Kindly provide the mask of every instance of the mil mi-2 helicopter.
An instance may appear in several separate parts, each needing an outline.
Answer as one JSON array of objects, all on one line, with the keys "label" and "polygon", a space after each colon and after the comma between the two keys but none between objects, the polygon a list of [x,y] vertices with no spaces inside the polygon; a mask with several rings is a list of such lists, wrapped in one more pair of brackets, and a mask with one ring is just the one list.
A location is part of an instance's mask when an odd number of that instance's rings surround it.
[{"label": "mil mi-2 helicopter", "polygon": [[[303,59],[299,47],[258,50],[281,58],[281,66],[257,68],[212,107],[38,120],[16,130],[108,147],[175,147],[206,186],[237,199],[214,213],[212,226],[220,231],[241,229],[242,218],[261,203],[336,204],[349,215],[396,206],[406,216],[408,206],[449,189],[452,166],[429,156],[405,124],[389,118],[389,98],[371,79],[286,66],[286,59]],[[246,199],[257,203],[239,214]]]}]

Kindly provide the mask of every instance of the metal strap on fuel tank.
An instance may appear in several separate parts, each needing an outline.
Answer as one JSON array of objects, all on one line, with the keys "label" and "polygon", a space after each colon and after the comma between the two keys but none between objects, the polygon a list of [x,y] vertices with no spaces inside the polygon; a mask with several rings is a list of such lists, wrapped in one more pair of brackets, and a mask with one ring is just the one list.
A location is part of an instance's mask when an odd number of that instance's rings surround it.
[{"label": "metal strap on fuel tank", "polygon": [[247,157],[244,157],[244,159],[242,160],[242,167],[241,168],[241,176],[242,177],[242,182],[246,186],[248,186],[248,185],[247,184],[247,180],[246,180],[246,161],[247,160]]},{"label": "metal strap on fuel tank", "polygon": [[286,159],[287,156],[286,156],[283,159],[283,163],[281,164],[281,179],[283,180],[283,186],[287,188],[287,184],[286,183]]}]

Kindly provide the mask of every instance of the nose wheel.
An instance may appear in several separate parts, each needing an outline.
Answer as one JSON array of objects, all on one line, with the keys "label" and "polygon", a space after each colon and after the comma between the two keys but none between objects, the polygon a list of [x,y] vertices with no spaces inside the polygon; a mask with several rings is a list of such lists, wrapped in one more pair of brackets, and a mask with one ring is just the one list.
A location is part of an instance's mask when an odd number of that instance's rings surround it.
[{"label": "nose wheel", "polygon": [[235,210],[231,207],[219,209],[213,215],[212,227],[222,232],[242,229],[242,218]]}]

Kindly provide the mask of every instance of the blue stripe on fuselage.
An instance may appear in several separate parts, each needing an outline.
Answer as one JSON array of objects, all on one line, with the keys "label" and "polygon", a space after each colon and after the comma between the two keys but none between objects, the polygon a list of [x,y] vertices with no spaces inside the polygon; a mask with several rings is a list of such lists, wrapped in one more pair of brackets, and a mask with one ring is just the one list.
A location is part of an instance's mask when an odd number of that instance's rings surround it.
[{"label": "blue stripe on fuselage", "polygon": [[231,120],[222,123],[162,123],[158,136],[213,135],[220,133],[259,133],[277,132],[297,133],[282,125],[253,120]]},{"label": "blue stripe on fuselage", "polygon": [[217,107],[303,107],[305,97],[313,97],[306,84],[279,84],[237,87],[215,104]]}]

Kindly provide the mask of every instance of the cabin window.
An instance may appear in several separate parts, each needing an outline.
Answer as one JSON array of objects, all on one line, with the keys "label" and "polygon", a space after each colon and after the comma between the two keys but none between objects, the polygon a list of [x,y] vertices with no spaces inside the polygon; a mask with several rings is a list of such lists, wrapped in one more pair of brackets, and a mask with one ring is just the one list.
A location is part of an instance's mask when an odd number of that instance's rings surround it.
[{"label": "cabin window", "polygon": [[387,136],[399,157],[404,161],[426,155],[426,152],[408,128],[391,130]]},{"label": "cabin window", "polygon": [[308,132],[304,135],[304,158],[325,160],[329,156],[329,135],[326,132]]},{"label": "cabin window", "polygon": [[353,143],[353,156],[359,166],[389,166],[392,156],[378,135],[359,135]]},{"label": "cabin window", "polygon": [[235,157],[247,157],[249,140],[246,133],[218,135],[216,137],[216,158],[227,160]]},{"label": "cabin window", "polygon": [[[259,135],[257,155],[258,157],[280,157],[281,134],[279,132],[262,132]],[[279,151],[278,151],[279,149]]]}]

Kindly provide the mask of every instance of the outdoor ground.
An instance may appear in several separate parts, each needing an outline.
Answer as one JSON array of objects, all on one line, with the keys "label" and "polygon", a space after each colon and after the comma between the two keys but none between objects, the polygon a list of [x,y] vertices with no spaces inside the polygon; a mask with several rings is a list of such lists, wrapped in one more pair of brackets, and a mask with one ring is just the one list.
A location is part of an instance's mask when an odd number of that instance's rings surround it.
##############################
▶ [Written request] Rewrite the records above, swapping every "Kindly provide" for "Please give" and leaving everything else unchanged.

▶ [Output]
Please give the mask of every instance of the mil mi-2 helicopter.
An instance may appear in several separate parts, each needing an outline.
Answer as one JSON array of objects, all on one line, with the keys "label" and "polygon", a space after each colon and after the comma between the two keys but none between objects, the polygon a list of [x,y] vertices with no spaces inside the polygon; a mask with several rings is a list of such lists, wrapped in one more pair of brackets, and a mask with one ring is just the one list.
A location is part of an instance's mask when an odd number of that instance's rings surround it.
[{"label": "mil mi-2 helicopter", "polygon": [[[303,59],[299,47],[258,50],[281,58],[281,66],[257,68],[212,107],[38,120],[16,130],[108,147],[175,147],[206,186],[237,199],[214,213],[212,226],[220,231],[241,229],[242,218],[261,203],[336,204],[349,215],[396,206],[406,216],[408,206],[449,189],[452,166],[429,156],[405,124],[389,118],[389,98],[371,79],[286,66],[286,59]],[[246,199],[257,203],[239,214]]]}]

Please give the mask of every instance of the metal strap on fuel tank.
An instance may appear in several separate parts, each needing an outline.
Answer as one JSON array of objects, all on one line, with the keys "label" and "polygon", a space after each colon and after the comma between the two keys but none between objects, the polygon a list of [x,y] vertices with no spaces inside the polygon; a mask with several rings is a list of such lists, wrapped in one more pair of brackets, and a mask with one ring is just the one list.
A location is part of an instance's mask when an odd number of that instance's rings surround it.
[{"label": "metal strap on fuel tank", "polygon": [[247,157],[244,157],[244,159],[242,160],[242,167],[241,168],[241,176],[242,177],[242,182],[246,186],[248,186],[248,185],[247,184],[247,180],[246,180],[246,161],[247,160]]},{"label": "metal strap on fuel tank", "polygon": [[286,159],[287,156],[286,156],[283,159],[283,163],[281,164],[281,179],[283,180],[283,186],[287,188],[287,184],[286,183]]}]

Please give the mask of every instance of the nose wheel.
An instance may appear in several separate parts, each needing an outline.
Answer as one JSON array of objects, all on one line, with the keys "label" and "polygon", a space after each colon and after the comma between the two keys but none between objects, the polygon a list of [x,y] vertices with no spaces inside the polygon; a mask with several rings is a list of such lists, wrapped in one more pair of brackets, and a mask with one ring is just the one list.
A location is part of an instance's mask when an odd number of that instance's rings surround it.
[{"label": "nose wheel", "polygon": [[235,210],[231,207],[219,209],[213,215],[212,227],[222,232],[242,229],[242,218]]}]

Please give the mask of every instance of the blue stripe on fuselage.
An instance may appear in several separate parts, each needing an outline.
Answer as one JSON array of objects, all on one line, with the keys "label" and "polygon", a space after each colon and after the comma between the two keys but none between objects, the polygon a list of [x,y] vertices with no spaces inside the polygon; a mask with several rings is a list of such lists, wrapped in one more pair of brackets, and a mask with one ring is just the one list.
A location is part of an instance's mask when an odd number of that instance's rings surround it.
[{"label": "blue stripe on fuselage", "polygon": [[231,120],[222,123],[162,123],[158,136],[213,135],[220,133],[259,133],[277,132],[297,133],[282,125],[253,120]]},{"label": "blue stripe on fuselage", "polygon": [[217,107],[303,107],[305,97],[313,97],[306,84],[279,84],[237,87],[215,104]]}]

Please give the mask of every instance of the cabin window.
An instance may appear in several separate parts, each needing an outline.
Answer as one JSON array of objects, all on one line, with the keys "label" and "polygon", a space after each colon and after the comma between the two keys but none between objects, the polygon a list of [x,y] vertices with no spaces inside the polygon; a mask with several rings is a list of such lists, wrapped in one more pair of brackets, and a mask with one ring is just the one list.
A location is part of an instance's mask when an odd number of that instance's rings surround it.
[{"label": "cabin window", "polygon": [[387,136],[399,157],[404,161],[426,155],[426,152],[408,128],[391,130]]},{"label": "cabin window", "polygon": [[308,132],[304,135],[304,158],[325,160],[329,156],[329,135],[326,132]]},{"label": "cabin window", "polygon": [[353,143],[353,156],[359,166],[389,166],[392,156],[378,135],[359,135]]},{"label": "cabin window", "polygon": [[235,157],[247,157],[249,140],[246,133],[218,135],[216,137],[216,158],[227,160]]},{"label": "cabin window", "polygon": [[[259,135],[257,155],[258,157],[280,157],[281,134],[279,132],[262,132]],[[279,151],[278,151],[279,149]]]}]

Please give the mask of every instance of the outdoor ground.
An instance may appear in several separate parts, each needing an outline.
Answer as one JSON array of objects, all on one line, with the keys "label" and "polygon", a space after each colon and after the comma between the two keys but none between objects, the polygon a list of [x,y] vertices with no spaces inside the polygon; a mask with several rings is a list of such lists, wrapped in one more pair of brackets, and a mask with one ring is just the one list.
A location is part of an instance's mask when an odd number of that instance's rings surround it.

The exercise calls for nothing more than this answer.